出典:
....

600年もなんですか~それは凄いですね!
そんなに長い年月掛かって出来たものなんですか~沢山の人が詠んでいますかねそう考えると価値のあるものなんだな、僕も覚えようかな(汗;;

by つるぎ (2010-12-19 09:59) 

風光

5・7・5・7・7の31文字に込められた心の言葉が、今の時代にも伝わってくるのは
時代は移り変わっても人の心は変わらないという証だと思うのです。
できればその歌の地に立ち風に吹かれてみたいです。
ひょっとすると、作者の声まで聴こえてくるかもしれませんね。。。
そんな思いにさせるのも、百人一首ならではと思います。


by 風光 (2010-12-19 17:20) 

悠人

衣を打って暖かく着る…生活の知恵ですね!

圧倒的に恋歌が多い中で、どちらもいい歌ですね。
しみじみと読みました。

年末まであとわずか…お互い体調に気をつけつつがんばりましょう!
by 悠人 (2010-12-19 23:30) 

宗流


こんばんは、海月さん♪
百人一首も残りもう僅かですね^^
お疲れさまでした~との思いがありつつも、
海月さんの百人一首の解説ファンだっただけに
同時に一抹の寂しさがあるんですよね~^^;

94の歌…私は仕事柄なのか、情景がとてもリアルに浮かびます。
衣打つ作業を、砧(きぬた)打ちと言うのですが、これは織物を織った後、
生地にしなやかさと独特の艶を与えるための、昔ながらの作業なんですね。

....

抽出データ:
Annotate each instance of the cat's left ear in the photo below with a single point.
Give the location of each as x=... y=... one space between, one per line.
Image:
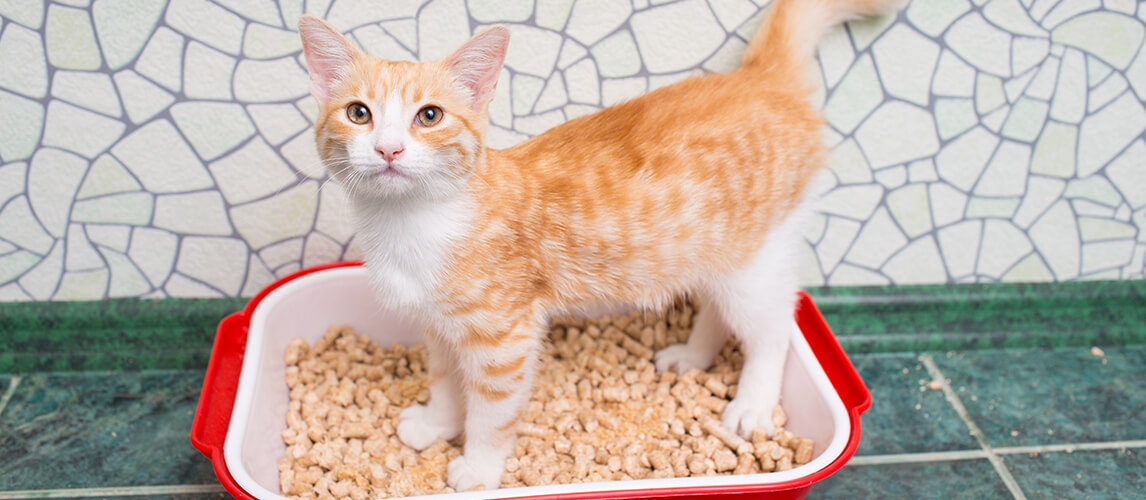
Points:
x=477 y=64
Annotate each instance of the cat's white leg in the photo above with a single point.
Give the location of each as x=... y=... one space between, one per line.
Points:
x=499 y=369
x=707 y=338
x=758 y=304
x=418 y=426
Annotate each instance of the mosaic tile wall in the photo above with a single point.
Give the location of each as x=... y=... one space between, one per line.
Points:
x=164 y=148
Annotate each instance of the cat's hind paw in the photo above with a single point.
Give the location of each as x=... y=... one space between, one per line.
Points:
x=746 y=413
x=418 y=429
x=682 y=358
x=464 y=474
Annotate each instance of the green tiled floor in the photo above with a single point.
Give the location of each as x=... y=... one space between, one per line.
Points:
x=1049 y=421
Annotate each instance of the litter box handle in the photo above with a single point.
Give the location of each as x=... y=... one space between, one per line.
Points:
x=837 y=366
x=212 y=415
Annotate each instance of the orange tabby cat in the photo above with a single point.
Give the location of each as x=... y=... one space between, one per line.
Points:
x=695 y=188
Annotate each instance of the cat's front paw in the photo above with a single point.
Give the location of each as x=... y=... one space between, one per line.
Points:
x=747 y=412
x=682 y=358
x=464 y=474
x=418 y=429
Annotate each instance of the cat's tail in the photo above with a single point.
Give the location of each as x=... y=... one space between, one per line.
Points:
x=787 y=37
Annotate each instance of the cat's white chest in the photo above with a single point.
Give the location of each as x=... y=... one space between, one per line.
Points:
x=408 y=249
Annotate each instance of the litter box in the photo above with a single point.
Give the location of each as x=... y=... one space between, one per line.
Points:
x=243 y=404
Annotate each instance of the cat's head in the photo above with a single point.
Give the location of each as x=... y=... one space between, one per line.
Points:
x=399 y=130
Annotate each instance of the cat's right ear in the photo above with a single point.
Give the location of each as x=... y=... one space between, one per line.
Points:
x=328 y=55
x=477 y=64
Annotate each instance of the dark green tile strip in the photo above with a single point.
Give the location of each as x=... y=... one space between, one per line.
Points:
x=997 y=315
x=101 y=429
x=119 y=334
x=175 y=334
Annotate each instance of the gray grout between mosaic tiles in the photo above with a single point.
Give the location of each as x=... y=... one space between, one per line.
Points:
x=1074 y=206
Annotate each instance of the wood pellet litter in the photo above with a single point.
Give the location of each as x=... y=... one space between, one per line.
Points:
x=598 y=412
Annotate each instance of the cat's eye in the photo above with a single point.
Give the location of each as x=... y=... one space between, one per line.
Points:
x=358 y=112
x=430 y=116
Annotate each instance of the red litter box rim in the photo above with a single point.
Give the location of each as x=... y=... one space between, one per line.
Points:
x=220 y=383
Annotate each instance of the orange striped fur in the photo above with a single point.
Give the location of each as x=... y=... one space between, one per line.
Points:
x=693 y=188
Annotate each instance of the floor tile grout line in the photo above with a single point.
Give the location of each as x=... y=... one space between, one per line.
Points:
x=974 y=454
x=14 y=382
x=112 y=491
x=917 y=458
x=1072 y=447
x=975 y=431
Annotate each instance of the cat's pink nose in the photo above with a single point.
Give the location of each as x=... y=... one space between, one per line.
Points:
x=389 y=151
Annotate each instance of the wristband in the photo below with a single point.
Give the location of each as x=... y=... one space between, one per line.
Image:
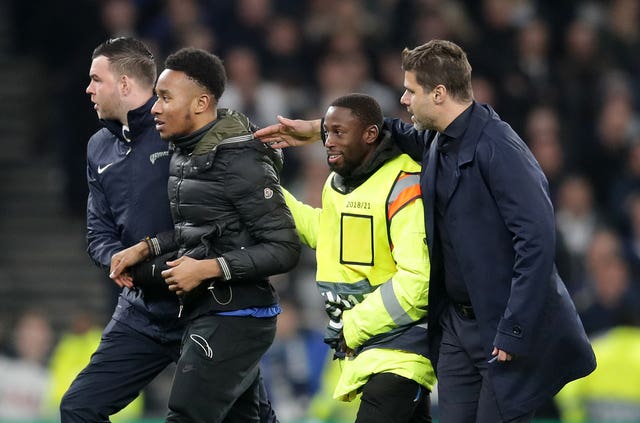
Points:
x=323 y=134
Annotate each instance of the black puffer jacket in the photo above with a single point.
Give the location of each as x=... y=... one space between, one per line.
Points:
x=226 y=203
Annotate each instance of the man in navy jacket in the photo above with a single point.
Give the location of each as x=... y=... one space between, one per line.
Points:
x=127 y=173
x=503 y=331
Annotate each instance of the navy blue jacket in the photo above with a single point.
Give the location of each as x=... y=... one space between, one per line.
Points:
x=128 y=201
x=502 y=228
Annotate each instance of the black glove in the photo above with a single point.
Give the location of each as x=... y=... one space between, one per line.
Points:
x=148 y=274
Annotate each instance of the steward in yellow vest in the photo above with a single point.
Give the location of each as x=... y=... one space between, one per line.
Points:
x=373 y=265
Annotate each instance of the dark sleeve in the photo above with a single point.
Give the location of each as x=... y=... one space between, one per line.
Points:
x=521 y=194
x=103 y=236
x=162 y=243
x=254 y=191
x=409 y=139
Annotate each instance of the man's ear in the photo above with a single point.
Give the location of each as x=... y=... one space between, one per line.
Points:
x=125 y=85
x=371 y=133
x=439 y=94
x=203 y=102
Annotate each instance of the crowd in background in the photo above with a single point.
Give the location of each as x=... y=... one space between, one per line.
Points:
x=565 y=74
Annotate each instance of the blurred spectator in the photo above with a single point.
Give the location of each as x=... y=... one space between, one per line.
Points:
x=625 y=185
x=542 y=134
x=25 y=380
x=631 y=239
x=528 y=80
x=172 y=28
x=293 y=364
x=622 y=35
x=616 y=127
x=259 y=99
x=612 y=392
x=608 y=295
x=577 y=220
x=579 y=73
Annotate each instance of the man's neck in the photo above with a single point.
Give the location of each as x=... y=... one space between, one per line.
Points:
x=451 y=112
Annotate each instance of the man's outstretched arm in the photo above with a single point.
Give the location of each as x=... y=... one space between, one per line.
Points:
x=290 y=132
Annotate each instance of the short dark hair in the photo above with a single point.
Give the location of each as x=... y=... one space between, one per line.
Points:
x=363 y=106
x=440 y=62
x=129 y=56
x=204 y=68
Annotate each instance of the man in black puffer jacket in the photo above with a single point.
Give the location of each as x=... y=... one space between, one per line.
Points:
x=232 y=229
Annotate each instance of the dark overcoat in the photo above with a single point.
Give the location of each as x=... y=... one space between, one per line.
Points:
x=502 y=228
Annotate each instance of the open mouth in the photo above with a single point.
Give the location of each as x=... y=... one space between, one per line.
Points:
x=332 y=157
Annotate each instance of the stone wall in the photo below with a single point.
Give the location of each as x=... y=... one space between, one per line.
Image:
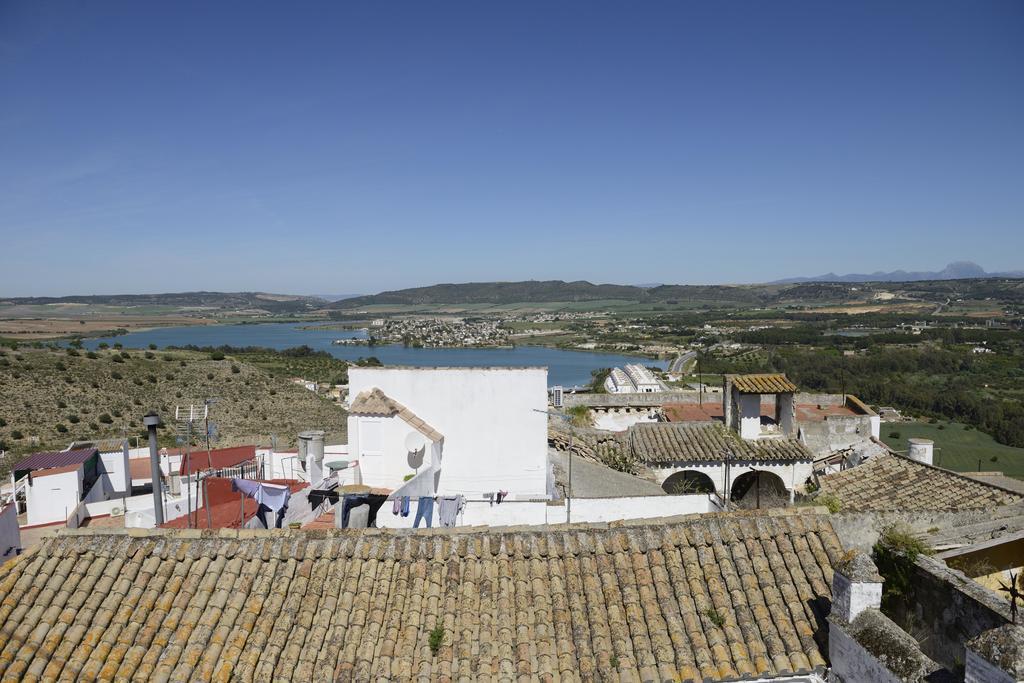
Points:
x=949 y=608
x=861 y=529
x=873 y=648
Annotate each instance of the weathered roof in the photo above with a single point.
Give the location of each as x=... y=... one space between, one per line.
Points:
x=774 y=383
x=712 y=598
x=376 y=402
x=46 y=460
x=667 y=441
x=894 y=482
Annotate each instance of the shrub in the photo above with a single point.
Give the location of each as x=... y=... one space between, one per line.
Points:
x=436 y=639
x=895 y=553
x=715 y=617
x=830 y=501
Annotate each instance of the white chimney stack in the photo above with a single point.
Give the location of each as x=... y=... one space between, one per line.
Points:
x=922 y=450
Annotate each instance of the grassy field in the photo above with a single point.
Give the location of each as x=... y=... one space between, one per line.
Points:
x=958 y=449
x=52 y=397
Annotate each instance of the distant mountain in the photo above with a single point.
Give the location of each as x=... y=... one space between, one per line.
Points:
x=955 y=270
x=497 y=293
x=553 y=290
x=335 y=297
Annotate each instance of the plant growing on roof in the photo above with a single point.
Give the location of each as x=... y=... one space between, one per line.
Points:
x=895 y=553
x=436 y=638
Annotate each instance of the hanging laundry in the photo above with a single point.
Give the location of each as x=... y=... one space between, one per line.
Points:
x=424 y=511
x=450 y=508
x=268 y=497
x=351 y=501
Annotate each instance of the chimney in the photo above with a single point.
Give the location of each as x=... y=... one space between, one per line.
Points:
x=311 y=451
x=995 y=656
x=921 y=450
x=856 y=586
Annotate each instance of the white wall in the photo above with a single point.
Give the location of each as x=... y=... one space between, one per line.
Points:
x=512 y=513
x=493 y=421
x=10 y=536
x=793 y=474
x=115 y=472
x=53 y=497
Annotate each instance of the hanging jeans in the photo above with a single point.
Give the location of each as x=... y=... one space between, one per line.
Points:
x=424 y=511
x=261 y=515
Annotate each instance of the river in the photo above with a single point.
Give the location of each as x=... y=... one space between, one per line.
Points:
x=564 y=368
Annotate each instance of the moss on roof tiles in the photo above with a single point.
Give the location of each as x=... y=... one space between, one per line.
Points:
x=893 y=482
x=766 y=383
x=666 y=442
x=297 y=605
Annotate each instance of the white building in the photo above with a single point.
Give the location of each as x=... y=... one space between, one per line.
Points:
x=437 y=431
x=633 y=378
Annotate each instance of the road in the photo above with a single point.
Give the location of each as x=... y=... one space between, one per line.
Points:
x=681 y=360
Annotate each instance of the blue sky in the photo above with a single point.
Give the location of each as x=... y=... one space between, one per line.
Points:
x=351 y=147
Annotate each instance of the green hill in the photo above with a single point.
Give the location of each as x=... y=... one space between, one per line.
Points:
x=52 y=398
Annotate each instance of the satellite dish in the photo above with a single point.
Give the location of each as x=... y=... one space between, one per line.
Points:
x=415 y=441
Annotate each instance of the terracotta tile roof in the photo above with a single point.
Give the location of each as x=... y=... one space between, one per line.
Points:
x=893 y=482
x=776 y=383
x=376 y=402
x=667 y=441
x=715 y=598
x=46 y=460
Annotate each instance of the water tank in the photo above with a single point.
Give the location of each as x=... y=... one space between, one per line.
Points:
x=921 y=450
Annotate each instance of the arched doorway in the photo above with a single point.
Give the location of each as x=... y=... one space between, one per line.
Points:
x=758 y=488
x=688 y=481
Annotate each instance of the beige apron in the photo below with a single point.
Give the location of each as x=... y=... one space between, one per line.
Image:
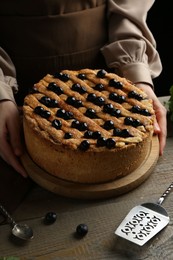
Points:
x=46 y=36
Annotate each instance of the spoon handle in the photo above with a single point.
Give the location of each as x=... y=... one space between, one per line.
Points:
x=4 y=211
x=165 y=194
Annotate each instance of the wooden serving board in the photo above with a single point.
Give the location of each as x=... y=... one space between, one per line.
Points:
x=93 y=191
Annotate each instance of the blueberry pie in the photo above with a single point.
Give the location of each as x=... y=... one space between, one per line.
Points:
x=87 y=126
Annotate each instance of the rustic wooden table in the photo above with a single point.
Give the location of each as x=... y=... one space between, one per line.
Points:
x=58 y=240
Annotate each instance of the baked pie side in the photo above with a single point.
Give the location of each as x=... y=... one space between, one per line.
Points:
x=87 y=126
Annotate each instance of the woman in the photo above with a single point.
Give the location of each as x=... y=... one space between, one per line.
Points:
x=46 y=36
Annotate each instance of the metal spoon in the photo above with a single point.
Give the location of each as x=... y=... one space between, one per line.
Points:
x=21 y=231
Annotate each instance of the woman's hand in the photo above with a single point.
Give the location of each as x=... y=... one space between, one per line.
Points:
x=160 y=111
x=10 y=136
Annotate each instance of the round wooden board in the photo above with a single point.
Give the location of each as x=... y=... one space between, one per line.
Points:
x=93 y=191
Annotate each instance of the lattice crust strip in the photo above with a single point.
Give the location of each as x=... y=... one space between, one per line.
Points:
x=89 y=107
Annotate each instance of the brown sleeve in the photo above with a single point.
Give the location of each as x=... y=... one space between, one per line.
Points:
x=131 y=48
x=8 y=82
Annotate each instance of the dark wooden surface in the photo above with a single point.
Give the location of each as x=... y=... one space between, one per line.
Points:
x=57 y=241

....

やること:
1 > 百人一首のコメントについて答えること。
(a) 風光は、心の言葉が何文字に込められていると書いているか。
(b) 悠人によれば、圧倒的に多いのはどんな歌か。
(c) 宗流によれば、衣を打つ作業は何と呼ばれるか。
2 > 百人一首のコメントのうち、「そんなに長い年月掛かって出来」から「時代は移り変わっても人の心は変わらないという証だと思うのです。」までを、両端を含めてそのまま書き写すこと。
3 > 百人一首についてのコメントを、最後の文のあとから続けて書くこと。

課題ごとの結果:
1 >
(a) 31文字
(b) 恋歌
(c) 砧(きぬた)打ち

2 >
そんなに長い年月掛かって出来たものなんですか~沢山の人が詠んでいますかねそう考えると価値のあるものなんだな、僕も覚えようかな(汗;;

by つるぎ (2010-12-19 09:59) 

風光

5・7・5・7・7の31文字に込められた心の言葉が、今の時代にも伝わってくるのは
時代は移り変わっても人の心は変わらないという証だと思うのです。

3 >
謡曲の中にも「砧」という曲があり、それは帰らぬ夫を砧を打ちながら待つ妻が、
主を思い、焦がれ死した後も妄執に苦しむという筋なのですが、砧の音は
どこかそうした物悲しさを誘うのも解るような気がします。

音というものは、生まれて耳に届くとしてもそれは僅かな一瞬なのでしょう。
けれど、その音が紡ぎ出す情景や、音を詠む歌というものは、ともすれば
永遠の命を得るものなのかもしれない、そんな風にも思います。
砧打ちの音も、いつかは時代の流れの中から消えてしまう音かもしれません。
でも、こうして誰かがその音に何らかの思いを載せて遺してくれる事で
また別の新たな命が吹き込まれる…のかもしれませんね^^
by 宗流 (2010-12-20 00:57) 

海月シド

★つるぎさん
詠まれた100首の時代は600年間ですが
その後定家が歌を選び小倉百人一首というものが出来てから現在に至るまで
およそ800年もの間、受け継がれてきた事になります。
すごい事ですよね。それだけ時代が変わっても何か伝わるものがあった
素晴らしい作品だったという事なんでしょうね。
全てを暗記するのは難しい事ですけれど、覚える価値はあるかもです^^
by 海月シド (2010-12-20 01:31) 

海月シド

★風光さん
本当にその通りだと思います。
大きく時代は変わり、色んな事が変わりましたが
根底にある不変の心が、こうした素晴らしい物を今まで伝えてきてくれたのだと感じます。
その時代の風に私も吹かれてみたいです^^
きっと驚く事が連発でしょうね…
遠い昔の事に新鮮さや斬新さを感じたりするのかもしれません^^
今の時代に決定的に足りない物が何なのか、きっと教えてくれる事でしょうね。

by 海月シド (2010-12-20 01:35) 

海月シド

★悠人さん
圧倒的に恋の歌が多い分、こういった歌はかえって目立つというか
目を引くものがある様な気がしますね^^
とても奥が深くて、そして心の奥底に訴えかけてくるような雰囲気を感じます。
昔では当たり前だった生活の様子が見えてきたり…とても興味深いものが多いです^^

本当に…あともう年末までわずかですね…^^;
元気に年を越せるように、お互いに気をつけて参りましょう〜!

by 海月シド (2010-12-20 01:38)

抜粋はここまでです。